> **PASSAGE GIVEN**
[EM] Re: touch screen voting machines
Ken Johnson
kjinnovation at earthlink.net
Sun Nov 16 10:47:01 PST 2003
election-methods-electorama.com-request at electorama.com wrote:
>
>
>We tested this known as "Ticketting" in Belgium and there is a
>theoretical Denial of Service attack on the election process. If a set
>of voter complain that the ticket (or the screen or both) does not
>display what they wanted to vote for. Since there is no way to know what
>they wanted to vote... we have a problem. Since it could be true...
>maybe election should be stopped!
>
>To deal with this, in Belgium by law, if the printed vote is not what
>you like, you call the president of the voting burreau and you vote
>again in front of him. And sorry for the secrecy of your vote. He will
>click on "OK vote match" for you. ;-)

> **STATED GOAL A**
Answer these questions about the mailing list post:
(i) On what date was the post sent?
(ii) In which country was "Ticketting" tested?
(iii) What does the president of the voting bureau click for the voter?
> **STATED GOAL B**
Repeat the mailing list post word for word, from "[EM] Re: touch" to "could be true...".

> **RECORD EXCERPTS**
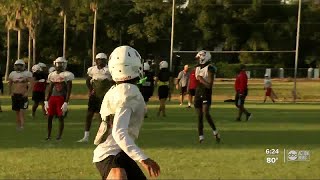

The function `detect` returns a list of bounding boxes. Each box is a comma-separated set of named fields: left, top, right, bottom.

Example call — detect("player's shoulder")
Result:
left=23, top=71, right=32, bottom=78
left=62, top=71, right=74, bottom=81
left=87, top=66, right=97, bottom=73
left=208, top=64, right=217, bottom=73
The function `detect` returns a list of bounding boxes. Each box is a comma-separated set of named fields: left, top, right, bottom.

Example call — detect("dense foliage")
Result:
left=0, top=0, right=320, bottom=76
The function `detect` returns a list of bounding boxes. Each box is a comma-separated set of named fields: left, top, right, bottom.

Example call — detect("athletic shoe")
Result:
left=199, top=137, right=204, bottom=144
left=77, top=138, right=89, bottom=143
left=246, top=113, right=252, bottom=121
left=214, top=133, right=221, bottom=143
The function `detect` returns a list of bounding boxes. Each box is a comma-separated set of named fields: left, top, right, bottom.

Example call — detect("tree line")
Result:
left=0, top=0, right=320, bottom=78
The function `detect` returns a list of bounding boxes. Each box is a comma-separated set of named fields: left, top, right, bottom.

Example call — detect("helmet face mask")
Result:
left=96, top=58, right=106, bottom=67
left=53, top=57, right=68, bottom=72
left=108, top=46, right=143, bottom=82
left=14, top=64, right=24, bottom=72
left=31, top=64, right=42, bottom=73
left=95, top=53, right=108, bottom=67
left=159, top=61, right=169, bottom=69
left=14, top=59, right=25, bottom=72
left=195, top=50, right=211, bottom=64
left=143, top=62, right=150, bottom=71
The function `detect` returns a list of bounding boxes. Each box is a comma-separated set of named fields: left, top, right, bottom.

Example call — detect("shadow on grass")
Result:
left=0, top=104, right=320, bottom=150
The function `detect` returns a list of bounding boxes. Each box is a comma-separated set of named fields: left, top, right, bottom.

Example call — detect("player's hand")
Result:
left=44, top=101, right=49, bottom=114
left=61, top=102, right=68, bottom=114
left=140, top=158, right=160, bottom=177
left=89, top=89, right=96, bottom=96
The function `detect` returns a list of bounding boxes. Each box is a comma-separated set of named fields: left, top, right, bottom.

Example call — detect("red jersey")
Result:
left=33, top=72, right=48, bottom=92
left=234, top=71, right=248, bottom=94
left=189, top=69, right=199, bottom=89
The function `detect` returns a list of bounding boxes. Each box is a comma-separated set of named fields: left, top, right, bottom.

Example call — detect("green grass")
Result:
left=0, top=79, right=320, bottom=102
left=0, top=98, right=320, bottom=179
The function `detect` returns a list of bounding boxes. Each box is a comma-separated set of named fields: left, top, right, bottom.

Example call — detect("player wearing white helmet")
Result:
left=93, top=46, right=160, bottom=179
left=31, top=63, right=48, bottom=118
left=78, top=53, right=112, bottom=142
left=155, top=61, right=172, bottom=117
left=38, top=62, right=48, bottom=72
left=48, top=66, right=56, bottom=74
left=9, top=59, right=33, bottom=130
left=44, top=57, right=74, bottom=140
left=194, top=50, right=220, bottom=143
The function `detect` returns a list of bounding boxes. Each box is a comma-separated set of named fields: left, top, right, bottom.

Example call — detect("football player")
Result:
left=8, top=59, right=33, bottom=130
left=44, top=57, right=74, bottom=140
left=78, top=53, right=112, bottom=142
left=155, top=61, right=172, bottom=117
left=31, top=63, right=48, bottom=118
left=194, top=50, right=220, bottom=143
left=93, top=46, right=160, bottom=179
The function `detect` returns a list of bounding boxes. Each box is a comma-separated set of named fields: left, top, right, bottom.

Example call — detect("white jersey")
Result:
left=48, top=71, right=74, bottom=83
left=48, top=71, right=74, bottom=96
left=195, top=64, right=213, bottom=82
left=93, top=83, right=148, bottom=162
left=9, top=71, right=32, bottom=83
left=87, top=66, right=112, bottom=81
left=264, top=79, right=272, bottom=88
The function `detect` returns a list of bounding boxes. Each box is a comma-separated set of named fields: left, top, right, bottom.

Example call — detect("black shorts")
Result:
left=88, top=95, right=103, bottom=113
left=32, top=91, right=46, bottom=102
left=180, top=86, right=187, bottom=95
left=11, top=94, right=29, bottom=111
left=234, top=90, right=248, bottom=107
left=95, top=151, right=147, bottom=180
left=234, top=93, right=247, bottom=107
left=140, top=86, right=154, bottom=102
left=158, top=85, right=169, bottom=99
left=194, top=89, right=212, bottom=108
left=188, top=89, right=196, bottom=96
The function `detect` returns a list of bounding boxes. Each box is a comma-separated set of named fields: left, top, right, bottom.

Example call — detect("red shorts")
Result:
left=48, top=96, right=64, bottom=117
left=266, top=88, right=272, bottom=96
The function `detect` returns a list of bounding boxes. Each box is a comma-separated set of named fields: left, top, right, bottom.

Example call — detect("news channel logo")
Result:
left=287, top=150, right=311, bottom=161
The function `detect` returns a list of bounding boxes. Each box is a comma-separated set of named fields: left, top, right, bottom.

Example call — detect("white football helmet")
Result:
left=96, top=53, right=108, bottom=59
left=31, top=64, right=41, bottom=73
left=14, top=59, right=26, bottom=65
left=38, top=62, right=47, bottom=69
left=143, top=62, right=150, bottom=71
left=14, top=59, right=26, bottom=71
left=48, top=67, right=56, bottom=73
left=108, top=46, right=143, bottom=81
left=159, top=61, right=169, bottom=69
left=196, top=50, right=211, bottom=64
left=53, top=57, right=68, bottom=70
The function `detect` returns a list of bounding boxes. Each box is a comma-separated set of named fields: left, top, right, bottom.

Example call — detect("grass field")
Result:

> **WRITTEN SOLUTION A**
(i) Sunday, November 16, 2003
(ii) Belgium
(iii) "OK vote match"

> **WRITTEN SOLUTION B**
[EM] Re: touch screen voting machines
Ken Johnson
kjinnovation at earthlink.net
Sun Nov 16 10:47:01 PST 2003
election-methods-electorama.com-request at electorama.com wrote:
>
>
>We tested this known as "Ticketting" in Belgium and there is a
>theoretical Denial of Service attack on the election process. If a set
>of voter complain that the ticket (or the screen or both) does not
>display what they wanted to vote for. Since there is no way to know what
>they wanted to vote... we have a problem. Since it could be true...